| Page text |

★ ★ ★ ★ ★

However, when pages from the Darkhold are distributed to unsuspecting mortals by a demonic Dwarf and Nash is rendered quadriplegic and comatose following an explosion intended to kill Victoria, she joins with occult expert Louise Hastings and Interpol agent Sam Buchanan to recover the pages as the Darkhold Redeemers.

Midnight Sons
In Darkhold #1, Montesi, Hastings and Buchanan began working with the Ghost Rider and Johnny Blaze when they discovered Lilith, an ancient demonic entity, had sought Montesi's death. Thereafter, the group was loosely affiliated with Doctor Strange, Ghost Rider, the Nightstalkers, and the other "Midnight Sons".

These alliances draw them into many adventures unrelated to the hunt for Darkhold pages. Their involvement with the forces of darkness had been predicted long ago as part of the 'nine', a group of heroes destined to destroy much evil. Killing one of the group would mean much success for the forces of darkness, even against the eight survivors. In once incident, Victoria and Sam become involved in Lilith's rebirth from the haunted grounds of the Salem Fields Cemetery in Cypress Hills, Brooklyn. A mist seeping from the ground is bringing with it demonic creatures of all sorts. Sam, Victoria, Ghost Rider, Caretaker, the Nightstalkers and other heroes try to their best to stop it but end up on the run and under siege in the storyline appropriately known as Siege of Darkness.

★ ★ ★ ★ ★

| Stated problem A |
Reproduce the Darkhold Redeemers passage word for word, everything from "However, when pages" down to "the Darkhold Redeemers.".
| Stated problem B |
Supply the next part of the Darkhold Redeemers text, picking up after its last sentence.

| Data extract |
★ ★ ★ ★ ★

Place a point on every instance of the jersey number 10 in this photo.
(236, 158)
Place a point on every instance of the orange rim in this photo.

★ ★ ★ ★ ★

| Task response A |
However, when pages from the Darkhold are distributed to unsuspecting mortals by a demonic Dwarf and Nash is rendered quadriplegic and comatose following an explosion intended to kill Victoria, she joins with occult expert Louise Hastings and Interpol agent Sam Buchanan to recover the pages as the Darkhold Redeemers.

| Task response B |
The group, as a trio, hunts down the Darkhold pages whenever they can. In Hawaii, they fight demonic soldiers brought forth from the mind of a Pearl Harbor survivor. In a small mountain town, Victoria helps protect a school full of children from rampaging demonic creatures. She and Sam are assisted by Sabretooth.

In short order, Victoria deals with the apparent betrayal of Sam and the sacrifice of Louise Hastings, who perishes soon after giving her soul to bring to life many of the Midnight Sons, including Victoria herself.

Louise's place in the group is filled by her grandson Jinx, who has the magical ability to nudge luck into his favor. He develops a childish crush on Victoria, but still ends up a trusted ally. She takes him on a trip to New York to hunt down a page, which ultimately leads to a confrontation with Spider-Man, the Paralyzer and Zzzax.

Victoria ultimately becomes entranced by the pages of the Darkhold as the demonic dwarf offers her the chance to restore the vitality and movement of Nash. As with all Darkhold incidents, this becomes corrupted as innocent people are killed in order to steal their vitality. Nash, through her bond with Victoria, convinces her to neutralize the Darkhold spell.

Doctor Strange
After some months of such adventures, Victoria's life takes an even worse turn when it is revealed that she is in fact Chthon's daughter, created when the sterile Vittorio used magic to guarantee himself an heir, and she is mystically impregnated with Chthon himself; Sorcerer Supreme Doctor Strange kept Victoria in mystic stasis for a time to delay Chthon's rebirth into the Earth dimension, and he was ultimately able to prevent it. When last seen, Victoria was being spirited away by the Midwife, a creation of Chthon's who nevertheless rebelled against her master's rebirth and sought to help Victoria recover from her ordeal.

The FBI later recruits Victoria to help them track Carnage, who had absconded to the Indian Ocean with the Darkhold.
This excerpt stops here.